++++ GIVEN RECORDS
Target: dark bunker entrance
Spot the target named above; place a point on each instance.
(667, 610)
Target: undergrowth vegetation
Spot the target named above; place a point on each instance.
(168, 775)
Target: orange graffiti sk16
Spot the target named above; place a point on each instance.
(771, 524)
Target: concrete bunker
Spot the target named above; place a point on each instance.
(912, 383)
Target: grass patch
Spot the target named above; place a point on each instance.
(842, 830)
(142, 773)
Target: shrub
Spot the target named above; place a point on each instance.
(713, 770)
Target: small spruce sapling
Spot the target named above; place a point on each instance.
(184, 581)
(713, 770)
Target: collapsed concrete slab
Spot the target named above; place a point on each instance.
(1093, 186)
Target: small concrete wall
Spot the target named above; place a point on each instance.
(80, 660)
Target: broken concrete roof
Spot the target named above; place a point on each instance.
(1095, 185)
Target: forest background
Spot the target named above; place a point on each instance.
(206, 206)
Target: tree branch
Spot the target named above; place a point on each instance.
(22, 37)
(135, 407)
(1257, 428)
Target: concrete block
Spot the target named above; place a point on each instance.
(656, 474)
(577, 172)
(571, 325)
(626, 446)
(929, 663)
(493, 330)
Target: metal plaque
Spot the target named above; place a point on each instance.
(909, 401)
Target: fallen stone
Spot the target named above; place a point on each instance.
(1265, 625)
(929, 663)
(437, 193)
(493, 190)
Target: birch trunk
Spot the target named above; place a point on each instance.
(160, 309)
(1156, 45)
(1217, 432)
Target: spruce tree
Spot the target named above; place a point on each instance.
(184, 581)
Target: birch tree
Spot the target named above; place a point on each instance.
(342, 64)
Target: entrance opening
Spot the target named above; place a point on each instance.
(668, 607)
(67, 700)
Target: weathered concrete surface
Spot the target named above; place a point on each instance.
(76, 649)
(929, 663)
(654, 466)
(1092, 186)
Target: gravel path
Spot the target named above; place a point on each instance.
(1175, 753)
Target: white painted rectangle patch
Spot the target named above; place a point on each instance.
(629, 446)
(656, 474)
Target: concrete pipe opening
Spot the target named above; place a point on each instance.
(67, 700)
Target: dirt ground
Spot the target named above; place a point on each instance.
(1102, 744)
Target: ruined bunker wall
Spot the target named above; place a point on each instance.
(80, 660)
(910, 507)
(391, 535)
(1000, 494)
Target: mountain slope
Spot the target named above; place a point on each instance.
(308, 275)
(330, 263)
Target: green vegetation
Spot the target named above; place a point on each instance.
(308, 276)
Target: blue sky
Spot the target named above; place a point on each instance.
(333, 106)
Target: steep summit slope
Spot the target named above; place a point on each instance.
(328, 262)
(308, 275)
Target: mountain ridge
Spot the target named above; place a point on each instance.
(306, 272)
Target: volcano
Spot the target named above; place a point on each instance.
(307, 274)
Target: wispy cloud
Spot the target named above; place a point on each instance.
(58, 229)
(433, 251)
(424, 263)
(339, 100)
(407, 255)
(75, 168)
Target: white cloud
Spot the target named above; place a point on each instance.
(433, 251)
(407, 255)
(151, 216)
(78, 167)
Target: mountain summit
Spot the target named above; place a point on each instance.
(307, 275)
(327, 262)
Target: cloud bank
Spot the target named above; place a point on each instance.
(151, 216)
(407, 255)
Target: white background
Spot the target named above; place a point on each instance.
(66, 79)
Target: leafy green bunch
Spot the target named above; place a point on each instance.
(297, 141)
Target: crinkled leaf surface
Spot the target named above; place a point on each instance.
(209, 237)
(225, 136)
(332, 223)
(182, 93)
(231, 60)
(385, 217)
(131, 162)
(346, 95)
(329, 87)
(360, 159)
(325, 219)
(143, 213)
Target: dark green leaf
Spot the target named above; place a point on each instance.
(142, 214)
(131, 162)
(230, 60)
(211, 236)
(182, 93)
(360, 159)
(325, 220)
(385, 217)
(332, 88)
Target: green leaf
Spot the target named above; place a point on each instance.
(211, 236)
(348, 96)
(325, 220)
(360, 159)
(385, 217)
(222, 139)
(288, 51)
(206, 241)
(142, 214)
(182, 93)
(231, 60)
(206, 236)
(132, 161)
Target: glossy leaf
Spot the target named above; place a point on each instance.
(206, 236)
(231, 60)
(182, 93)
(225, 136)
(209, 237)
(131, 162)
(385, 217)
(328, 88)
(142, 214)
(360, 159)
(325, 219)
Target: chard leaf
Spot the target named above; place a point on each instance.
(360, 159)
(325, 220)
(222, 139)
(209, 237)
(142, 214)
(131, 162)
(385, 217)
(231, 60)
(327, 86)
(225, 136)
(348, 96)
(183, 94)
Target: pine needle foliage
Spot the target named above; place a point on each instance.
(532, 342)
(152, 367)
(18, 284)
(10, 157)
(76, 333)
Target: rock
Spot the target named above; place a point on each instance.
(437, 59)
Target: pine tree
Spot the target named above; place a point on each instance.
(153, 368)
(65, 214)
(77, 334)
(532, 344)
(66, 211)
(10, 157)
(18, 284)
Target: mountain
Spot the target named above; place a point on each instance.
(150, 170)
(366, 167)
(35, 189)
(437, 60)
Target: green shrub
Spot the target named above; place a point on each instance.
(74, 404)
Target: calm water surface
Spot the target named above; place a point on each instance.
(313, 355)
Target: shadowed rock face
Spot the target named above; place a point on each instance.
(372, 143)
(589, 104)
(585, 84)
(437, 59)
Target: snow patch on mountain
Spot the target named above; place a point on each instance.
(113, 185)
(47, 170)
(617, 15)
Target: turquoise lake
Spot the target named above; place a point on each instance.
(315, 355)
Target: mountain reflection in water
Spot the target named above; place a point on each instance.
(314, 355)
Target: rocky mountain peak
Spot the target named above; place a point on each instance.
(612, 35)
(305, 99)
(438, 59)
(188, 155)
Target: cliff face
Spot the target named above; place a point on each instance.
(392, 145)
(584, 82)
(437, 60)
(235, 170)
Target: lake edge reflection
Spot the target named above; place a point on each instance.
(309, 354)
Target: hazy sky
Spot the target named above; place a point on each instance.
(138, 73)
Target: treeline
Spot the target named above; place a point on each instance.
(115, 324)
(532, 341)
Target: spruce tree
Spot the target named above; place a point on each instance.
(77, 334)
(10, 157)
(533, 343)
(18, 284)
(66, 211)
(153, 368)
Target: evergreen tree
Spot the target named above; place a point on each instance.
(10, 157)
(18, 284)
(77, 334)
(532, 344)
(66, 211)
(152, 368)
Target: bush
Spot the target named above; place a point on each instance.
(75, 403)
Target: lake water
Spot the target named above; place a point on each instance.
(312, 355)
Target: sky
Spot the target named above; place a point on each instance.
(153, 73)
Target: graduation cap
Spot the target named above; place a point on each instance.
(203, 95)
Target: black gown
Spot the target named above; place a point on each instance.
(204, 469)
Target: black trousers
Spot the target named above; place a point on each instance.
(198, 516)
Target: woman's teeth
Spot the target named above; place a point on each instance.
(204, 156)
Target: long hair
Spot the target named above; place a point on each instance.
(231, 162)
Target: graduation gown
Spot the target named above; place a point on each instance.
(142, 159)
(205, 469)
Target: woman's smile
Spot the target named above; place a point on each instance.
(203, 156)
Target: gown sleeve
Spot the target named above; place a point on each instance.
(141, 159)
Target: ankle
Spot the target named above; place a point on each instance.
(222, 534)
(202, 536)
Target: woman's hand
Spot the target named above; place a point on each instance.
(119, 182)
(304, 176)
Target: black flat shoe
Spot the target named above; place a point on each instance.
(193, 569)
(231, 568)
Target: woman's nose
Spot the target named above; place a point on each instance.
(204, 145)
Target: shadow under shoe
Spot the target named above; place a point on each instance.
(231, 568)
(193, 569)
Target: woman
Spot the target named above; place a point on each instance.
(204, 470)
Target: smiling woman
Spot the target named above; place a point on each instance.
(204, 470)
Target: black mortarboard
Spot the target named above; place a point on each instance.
++++++++
**WRITTEN EXERCISE**
Rewrite all the rows above, swapping "place a point" for "put a mark" wherever it occurs and leaving everything else as it is.

**EXERCISE SOLUTION**
Target: dark bunker entrance
Spot the target named above; put a mark on each instance.
(667, 610)
Target: undergrowth vegetation
Spot the target named above; put a mark on each instance.
(168, 775)
Target: orange graffiti sk16
Spot the target named above; put a mark on each instance.
(771, 524)
Target: concrete bunker
Spot the target named above; put a mark on each instance.
(912, 383)
Target: grass patch
Spot the target named above; put a mark on each instance.
(842, 830)
(142, 773)
Target: shrub
Spot the target named above; put a mark on each instance.
(713, 770)
Target: small spruce sapling
Spot the target named above; put a mark on each instance.
(184, 581)
(713, 770)
Target: collapsed concrete slab
Spot the target named above; put a mark on each instance.
(1093, 186)
Target: small concrete wall
Spot the target named above; put a mark on each instance.
(80, 660)
Target: broken concrete roof
Spot the target named above; put a mark on each instance.
(1095, 185)
Target: forest background
Spot the target named above; put a mark on each instance.
(206, 206)
Target: tree branch
Spot the target named above; put a mark on each instance.
(22, 37)
(135, 407)
(1257, 428)
Target: concrete block
Spot the target named above; put a mark on each instance.
(656, 474)
(577, 172)
(571, 325)
(626, 446)
(929, 663)
(493, 330)
Target: metal plaque
Spot the target named above; put a mark on each instance.
(909, 401)
Target: fallen stone
Spot the target named above; put a mark on each instance.
(1265, 625)
(929, 663)
(437, 193)
(493, 190)
Target: birch trunk
Spot the target named above; put a mark on each instance.
(160, 309)
(1156, 45)
(1217, 432)
Target: spruce tree
Spot the target named above; put a mark on each instance.
(184, 581)
Target: birch tree
Spot the target named above; put a mark on each instance.
(342, 64)
Target: entrance opening
Spot the target named above; put a mark on each instance.
(668, 607)
(67, 700)
Target: weathered concrete surface
Spot the target named above; put a mark on each instance.
(76, 649)
(929, 663)
(654, 466)
(1092, 186)
Target: gravel path
Spot the target named above; put a mark on each instance.
(1175, 753)
Target: white painted rectangle patch
Spot the target named above; put a mark on each instance.
(629, 446)
(656, 474)
Target: concrete pipe opening
Spot the target named above; put a mark on each instance.
(67, 700)
Target: dirt ground
Spot the target named above; put a mark on each instance.
(1102, 744)
Target: ruined bunker wall
Spot the target named above; put a mark on each instance.
(80, 660)
(910, 507)
(391, 535)
(1000, 494)
Target: mountain slope
Spot the target named above; put a mark on each instance.
(308, 275)
(330, 263)
Target: green vegetation
Spot the target named above; put a mark on each instance.
(308, 276)
Target: blue sky
Spot the target named above; put a mark on each instance.
(333, 106)
Target: steep summit slope
Spot the target named above; put a mark on each instance.
(328, 262)
(308, 275)
Target: mountain ridge
Spot the target named above; put a mark on each instance.
(306, 272)
Target: volcano
Spot the target named above; put a mark on each instance.
(307, 274)
Target: wispy cloud
Spot the target named above; put a mark on each instance.
(58, 229)
(433, 251)
(424, 263)
(339, 100)
(407, 255)
(75, 168)
Target: white cloud
Spot the target named above; put a mark on each instance.
(433, 251)
(407, 255)
(151, 216)
(78, 167)
Target: mountain summit
Spot the target named above; put a mark on each instance.
(307, 275)
(327, 262)
Target: cloud bank
Spot the target named above; put a mark on each instance.
(151, 216)
(407, 255)
Target: white background
Spot the target named above; put a mark on each instance.
(66, 79)
Target: leafy green bunch
Spot the target named above; put a mark on each instance.
(297, 141)
Target: crinkled leaf surface
Spot the target named above; put a mark on each instance.
(209, 237)
(225, 136)
(332, 223)
(182, 93)
(231, 60)
(385, 217)
(131, 162)
(346, 95)
(329, 87)
(360, 159)
(325, 219)
(143, 213)
Target: dark green leaf
Spot the target named above; put a mark on each instance.
(142, 214)
(131, 162)
(230, 60)
(211, 236)
(182, 93)
(360, 159)
(325, 220)
(385, 217)
(332, 88)
Target: green leaf
Spot the target named above; put a mark on each instance.
(211, 236)
(348, 96)
(325, 220)
(360, 159)
(385, 217)
(222, 139)
(288, 51)
(206, 241)
(142, 214)
(182, 93)
(231, 60)
(206, 236)
(132, 161)
Target: glossy leaf
Spot the target named above; put a mark on each instance.
(206, 236)
(231, 60)
(182, 93)
(225, 136)
(209, 237)
(131, 162)
(385, 217)
(328, 88)
(142, 214)
(360, 159)
(325, 219)
Target: chard leaf
Spot the target named above; put a mark on each instance.
(360, 159)
(325, 220)
(222, 139)
(209, 237)
(142, 214)
(131, 162)
(385, 217)
(231, 60)
(327, 86)
(225, 136)
(348, 96)
(183, 94)
Target: pine needle foliage
Spot the target named above; put a mark on each instance.
(532, 342)
(152, 367)
(18, 284)
(10, 157)
(76, 333)
Target: rock
Spot the target named above; put a mark on each instance.
(437, 59)
Target: pine tree
Spot the target named above; put a mark on each instance.
(153, 368)
(65, 214)
(77, 334)
(532, 344)
(66, 211)
(10, 157)
(18, 284)
Target: mountain
Spot the target named above; put a mark on each instance.
(150, 170)
(366, 167)
(35, 189)
(437, 60)
Target: green shrub
Spot the target named above; put a mark on each instance.
(74, 404)
Target: calm water surface
Spot the target named above; put a mark on each instance.
(313, 355)
Target: shadowed rock face
Spot the target named above; put a mark on each instance.
(372, 143)
(589, 104)
(585, 84)
(437, 59)
Target: snow patch on mountain
Spot the target named above; put a mark on each instance.
(113, 185)
(47, 170)
(617, 15)
Target: turquoise lake
Spot the target named above; put a mark on each instance.
(315, 355)
Target: mountain reflection in water
Spot the target named above; put a mark on each instance.
(314, 355)
Target: rocky mountain peak
Spot the target named above; put a mark on each instance.
(612, 35)
(305, 99)
(438, 59)
(188, 155)
Target: cliff face
Spot the target named above; put a mark on each instance.
(392, 145)
(584, 82)
(437, 60)
(235, 170)
Target: lake edge reflection
Spot the target named above; put a mark on each instance.
(309, 354)
Target: hazy sky
Spot the target named above; put a mark on each instance.
(138, 73)
Target: treeline
Spot the target named above; put a mark on each instance.
(115, 324)
(532, 341)
Target: spruce tree
Spot the target named above; put a mark on each instance.
(77, 334)
(10, 157)
(533, 343)
(18, 284)
(66, 211)
(153, 368)
Target: evergreen tree
Spot the target named above; put a mark on each instance.
(10, 157)
(18, 284)
(77, 334)
(532, 344)
(66, 211)
(152, 368)
Target: bush
Spot the target named above; put a mark on each instance.
(75, 403)
Target: lake water
Spot the target named above; put a mark on each instance.
(312, 355)
Target: sky
Spot the target named above; put a mark on each instance.
(153, 73)
Target: graduation cap
Spot the target named above; put a mark on each instance.
(203, 95)
Target: black gown
Spot the target named above; put a mark on each instance.
(204, 469)
Target: black trousers
Spot the target named above; put a mark on each instance.
(198, 516)
Target: woman's teeth
Spot the target named above; put a mark on each instance.
(204, 156)
Target: long hair
Spot the target named above; put a mark on each instance.
(231, 162)
Target: graduation gown
Spot the target named above; put a mark on each instance.
(142, 159)
(205, 469)
Target: woman's smile
Spot the target named above; put a mark on each instance.
(203, 156)
Target: gown sleeve
Spot the target named above; put a mark on each instance.
(141, 159)
Target: ankle
Spot the target named above; put a mark on each instance.
(222, 534)
(202, 536)
Target: woman's hand
Spot the target named above; put a mark on each instance.
(119, 182)
(304, 176)
Target: black flat shoe
Spot the target named above; put a mark on each instance.
(193, 569)
(231, 568)
Target: woman's nose
Spot the target named above; put a mark on each instance.
(204, 145)
Target: shadow under shoe
Spot the target named above; put a mark on each instance.
(231, 568)
(193, 569)
Target: woman
Spot the target named above; put a mark on each instance.
(204, 470)
Target: smiling woman
Spot the target named above; put a mark on each instance.
(204, 470)
Target: black mortarboard
Spot the target named above; put a mark on each instance.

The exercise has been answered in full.